--- TASK DIRECTIONS ---
With the pictures excluded, retype the records that follow exactly.

Saved data entries
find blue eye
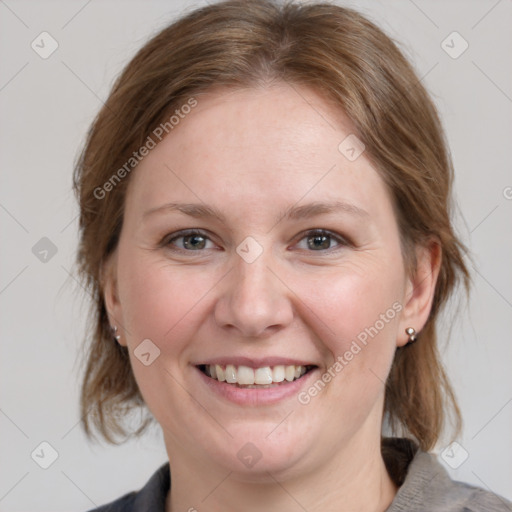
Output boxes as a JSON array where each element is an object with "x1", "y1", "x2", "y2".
[
  {"x1": 163, "y1": 228, "x2": 348, "y2": 253},
  {"x1": 165, "y1": 230, "x2": 214, "y2": 251},
  {"x1": 295, "y1": 229, "x2": 347, "y2": 252}
]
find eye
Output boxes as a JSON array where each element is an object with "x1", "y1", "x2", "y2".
[
  {"x1": 162, "y1": 228, "x2": 349, "y2": 254},
  {"x1": 165, "y1": 229, "x2": 216, "y2": 251},
  {"x1": 294, "y1": 229, "x2": 348, "y2": 252}
]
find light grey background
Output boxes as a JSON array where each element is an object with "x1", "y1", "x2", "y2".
[{"x1": 1, "y1": 0, "x2": 511, "y2": 510}]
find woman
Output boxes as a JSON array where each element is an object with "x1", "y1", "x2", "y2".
[{"x1": 74, "y1": 1, "x2": 511, "y2": 510}]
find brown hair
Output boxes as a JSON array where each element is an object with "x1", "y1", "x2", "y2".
[{"x1": 73, "y1": 0, "x2": 470, "y2": 449}]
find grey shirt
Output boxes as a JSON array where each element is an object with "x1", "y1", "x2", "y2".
[{"x1": 88, "y1": 438, "x2": 512, "y2": 511}]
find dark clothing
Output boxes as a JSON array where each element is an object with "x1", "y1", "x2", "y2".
[{"x1": 87, "y1": 438, "x2": 512, "y2": 511}]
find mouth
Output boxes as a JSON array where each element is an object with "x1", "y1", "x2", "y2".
[{"x1": 196, "y1": 363, "x2": 317, "y2": 388}]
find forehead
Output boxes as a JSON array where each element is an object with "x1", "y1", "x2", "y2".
[
  {"x1": 125, "y1": 83, "x2": 393, "y2": 223},
  {"x1": 164, "y1": 84, "x2": 356, "y2": 165}
]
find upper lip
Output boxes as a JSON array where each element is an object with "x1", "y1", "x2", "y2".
[{"x1": 193, "y1": 357, "x2": 318, "y2": 368}]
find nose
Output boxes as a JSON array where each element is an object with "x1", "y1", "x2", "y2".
[{"x1": 214, "y1": 248, "x2": 294, "y2": 339}]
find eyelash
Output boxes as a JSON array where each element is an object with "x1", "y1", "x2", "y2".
[{"x1": 163, "y1": 228, "x2": 350, "y2": 254}]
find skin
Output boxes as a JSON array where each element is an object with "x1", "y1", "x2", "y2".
[{"x1": 103, "y1": 83, "x2": 441, "y2": 512}]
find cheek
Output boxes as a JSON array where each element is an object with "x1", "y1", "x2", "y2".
[
  {"x1": 291, "y1": 259, "x2": 404, "y2": 383},
  {"x1": 290, "y1": 265, "x2": 402, "y2": 436},
  {"x1": 117, "y1": 253, "x2": 217, "y2": 350},
  {"x1": 116, "y1": 253, "x2": 221, "y2": 427},
  {"x1": 302, "y1": 265, "x2": 401, "y2": 338}
]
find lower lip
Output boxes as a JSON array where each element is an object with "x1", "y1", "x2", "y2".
[{"x1": 195, "y1": 366, "x2": 319, "y2": 406}]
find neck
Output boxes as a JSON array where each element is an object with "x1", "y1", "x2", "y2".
[{"x1": 165, "y1": 433, "x2": 397, "y2": 512}]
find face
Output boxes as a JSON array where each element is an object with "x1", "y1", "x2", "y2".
[{"x1": 105, "y1": 83, "x2": 432, "y2": 480}]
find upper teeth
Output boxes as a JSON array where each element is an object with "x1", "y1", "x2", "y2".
[{"x1": 206, "y1": 364, "x2": 308, "y2": 385}]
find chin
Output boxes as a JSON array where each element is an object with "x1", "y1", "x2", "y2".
[{"x1": 205, "y1": 424, "x2": 318, "y2": 481}]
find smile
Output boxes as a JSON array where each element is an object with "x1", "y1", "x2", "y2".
[{"x1": 198, "y1": 364, "x2": 316, "y2": 387}]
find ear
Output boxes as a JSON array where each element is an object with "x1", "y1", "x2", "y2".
[
  {"x1": 101, "y1": 251, "x2": 127, "y2": 346},
  {"x1": 397, "y1": 239, "x2": 441, "y2": 347}
]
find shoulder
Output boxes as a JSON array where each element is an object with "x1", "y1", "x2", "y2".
[
  {"x1": 451, "y1": 483, "x2": 512, "y2": 512},
  {"x1": 86, "y1": 492, "x2": 137, "y2": 512},
  {"x1": 384, "y1": 438, "x2": 512, "y2": 512},
  {"x1": 85, "y1": 462, "x2": 170, "y2": 512}
]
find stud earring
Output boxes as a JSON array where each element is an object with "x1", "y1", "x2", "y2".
[
  {"x1": 111, "y1": 325, "x2": 121, "y2": 342},
  {"x1": 405, "y1": 327, "x2": 417, "y2": 343}
]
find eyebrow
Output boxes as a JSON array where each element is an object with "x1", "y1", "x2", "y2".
[{"x1": 143, "y1": 200, "x2": 369, "y2": 223}]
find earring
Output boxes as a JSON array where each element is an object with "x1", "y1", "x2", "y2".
[
  {"x1": 405, "y1": 327, "x2": 417, "y2": 343},
  {"x1": 111, "y1": 325, "x2": 121, "y2": 342}
]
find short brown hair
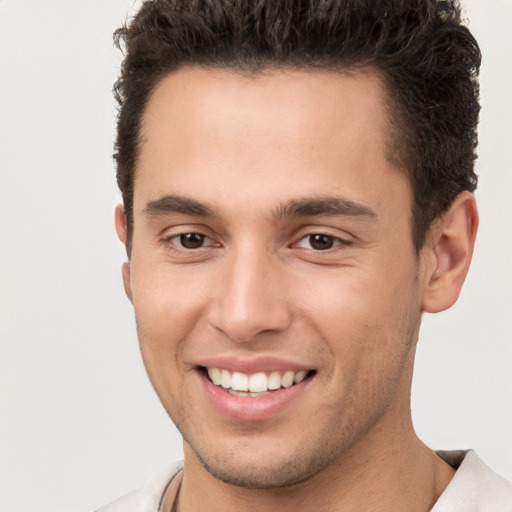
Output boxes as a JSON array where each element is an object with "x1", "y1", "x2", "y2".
[{"x1": 113, "y1": 0, "x2": 481, "y2": 254}]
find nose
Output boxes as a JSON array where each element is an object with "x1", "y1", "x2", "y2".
[{"x1": 208, "y1": 247, "x2": 293, "y2": 344}]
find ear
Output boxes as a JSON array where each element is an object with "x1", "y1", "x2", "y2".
[
  {"x1": 421, "y1": 191, "x2": 478, "y2": 313},
  {"x1": 114, "y1": 204, "x2": 133, "y2": 303}
]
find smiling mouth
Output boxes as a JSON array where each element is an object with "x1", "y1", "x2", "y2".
[{"x1": 202, "y1": 367, "x2": 316, "y2": 397}]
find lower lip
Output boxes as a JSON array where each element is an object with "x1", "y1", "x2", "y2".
[{"x1": 199, "y1": 371, "x2": 312, "y2": 422}]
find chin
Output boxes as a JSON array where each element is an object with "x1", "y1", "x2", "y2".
[
  {"x1": 196, "y1": 451, "x2": 317, "y2": 488},
  {"x1": 186, "y1": 430, "x2": 350, "y2": 489}
]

--- EXERCISE RESPONSE ---
find blue eye
Output boxes as a JSON array where each element is an object with "x1", "y1", "x2", "y2".
[
  {"x1": 163, "y1": 228, "x2": 348, "y2": 253},
  {"x1": 165, "y1": 230, "x2": 214, "y2": 251},
  {"x1": 295, "y1": 229, "x2": 347, "y2": 252}
]
find eye
Output boxes as a JSON array where each element is an object with "x1", "y1", "x2", "y2".
[
  {"x1": 162, "y1": 228, "x2": 349, "y2": 254},
  {"x1": 165, "y1": 229, "x2": 216, "y2": 251},
  {"x1": 294, "y1": 229, "x2": 348, "y2": 252}
]
find light grey background
Output boxes as a JSON array where each element is an object with "x1", "y1", "x2", "y2".
[{"x1": 1, "y1": 0, "x2": 511, "y2": 510}]
find woman
Output boxes as a JSON array where each element is an object with "x1", "y1", "x2", "y2".
[{"x1": 74, "y1": 1, "x2": 511, "y2": 510}]
find brown hair
Output boxes as a JSON array where each element is an object with "x1", "y1", "x2", "y2".
[{"x1": 73, "y1": 0, "x2": 470, "y2": 449}]
find grey shirt
Output boxes as a JSON array where each element is an object with "x1", "y1", "x2", "y2".
[{"x1": 88, "y1": 438, "x2": 512, "y2": 511}]
find dark clothing
Output boxes as a JSON array where each element is an object with "x1", "y1", "x2", "y2".
[{"x1": 87, "y1": 438, "x2": 512, "y2": 511}]
find mouth
Output boxes as a JSON array where each element is an object with "x1", "y1", "x2", "y2".
[{"x1": 196, "y1": 363, "x2": 317, "y2": 388}]
find forehead
Output boxes as a JSON array where each element is an object with "x1", "y1", "x2", "y2".
[
  {"x1": 125, "y1": 83, "x2": 393, "y2": 223},
  {"x1": 164, "y1": 84, "x2": 356, "y2": 165}
]
find upper lip
Output boxes as a JSON array where each element is an object with "x1", "y1", "x2", "y2".
[{"x1": 193, "y1": 357, "x2": 318, "y2": 368}]
find nose
Output boxes as a JSON array where each element is an object with "x1", "y1", "x2", "y2".
[{"x1": 214, "y1": 248, "x2": 294, "y2": 339}]
find eyelash
Output boxes as a JSON array where each element is an object with "x1", "y1", "x2", "y2".
[{"x1": 163, "y1": 228, "x2": 350, "y2": 254}]
find skin
Output boxes as a JSON array where each element is an object with "x1", "y1", "x2", "y2".
[{"x1": 103, "y1": 83, "x2": 441, "y2": 512}]
find cheek
Output boxes as a JSON array where each element is an object with "x1", "y1", "x2", "y2".
[
  {"x1": 291, "y1": 259, "x2": 404, "y2": 383},
  {"x1": 290, "y1": 265, "x2": 402, "y2": 436},
  {"x1": 117, "y1": 253, "x2": 217, "y2": 350},
  {"x1": 116, "y1": 253, "x2": 221, "y2": 427},
  {"x1": 302, "y1": 265, "x2": 401, "y2": 338}
]
find lower lip
Output boxes as a JSON array where each element is an object with "x1", "y1", "x2", "y2".
[{"x1": 195, "y1": 366, "x2": 319, "y2": 406}]
find neck
Output boxes as a JSON array where each element is an object with "x1", "y1", "x2", "y2".
[{"x1": 165, "y1": 433, "x2": 397, "y2": 512}]
find face
Output boxes as a JSON array where each element is an object with "x1", "y1", "x2", "y2".
[{"x1": 105, "y1": 83, "x2": 432, "y2": 480}]
find upper teeth
Output boxes as a JSON array where each element is an object with "x1", "y1", "x2", "y2".
[{"x1": 206, "y1": 364, "x2": 308, "y2": 385}]
find chin
Output boxes as a JSON array where each element is an object with "x1", "y1", "x2", "y2".
[{"x1": 205, "y1": 424, "x2": 318, "y2": 481}]
find smile
Output boxes as a JSON array where each element is an object with "x1", "y1", "x2", "y2".
[{"x1": 198, "y1": 364, "x2": 316, "y2": 387}]
find ear
Output boxes as a JSON array where each element is an object with "x1", "y1", "x2", "y2".
[
  {"x1": 101, "y1": 251, "x2": 127, "y2": 346},
  {"x1": 397, "y1": 239, "x2": 441, "y2": 347}
]
find shoulder
Output boxes as a JSON array where each element is an object with "x1", "y1", "x2", "y2".
[
  {"x1": 451, "y1": 483, "x2": 512, "y2": 512},
  {"x1": 86, "y1": 492, "x2": 137, "y2": 512},
  {"x1": 384, "y1": 438, "x2": 512, "y2": 512},
  {"x1": 85, "y1": 462, "x2": 170, "y2": 512}
]
find stud earring
Output boxes as a JSON array where each element is an object with "x1", "y1", "x2", "y2".
[
  {"x1": 111, "y1": 325, "x2": 121, "y2": 342},
  {"x1": 405, "y1": 327, "x2": 417, "y2": 343}
]
find eyebrow
Output boxes as a JSON array where each element is an object with "x1", "y1", "x2", "y2".
[{"x1": 143, "y1": 200, "x2": 369, "y2": 223}]
find earring
Output boxes as a JSON array where each element is an object with "x1", "y1", "x2", "y2".
[
  {"x1": 405, "y1": 327, "x2": 417, "y2": 343},
  {"x1": 111, "y1": 325, "x2": 121, "y2": 342}
]
find short brown hair
Output boxes as a JSON array where each element is an object with "x1", "y1", "x2", "y2".
[{"x1": 113, "y1": 0, "x2": 481, "y2": 254}]
find nose
Output boxes as a JSON array where each element is an object with "x1", "y1", "x2", "y2".
[{"x1": 208, "y1": 247, "x2": 293, "y2": 344}]
find ear
Output boxes as a JSON array where each element is an object with "x1", "y1", "x2", "y2".
[
  {"x1": 421, "y1": 191, "x2": 478, "y2": 313},
  {"x1": 114, "y1": 204, "x2": 133, "y2": 303}
]
find smiling mouth
Output boxes as a JSON array where each element is an object with "x1", "y1", "x2", "y2".
[{"x1": 202, "y1": 367, "x2": 316, "y2": 397}]
find lower lip
Output boxes as a JSON array where each element is an object with "x1", "y1", "x2", "y2".
[{"x1": 199, "y1": 371, "x2": 312, "y2": 422}]
find chin
Output boxes as a JSON array where each element is an object with "x1", "y1", "x2", "y2".
[
  {"x1": 196, "y1": 451, "x2": 317, "y2": 488},
  {"x1": 186, "y1": 430, "x2": 350, "y2": 489}
]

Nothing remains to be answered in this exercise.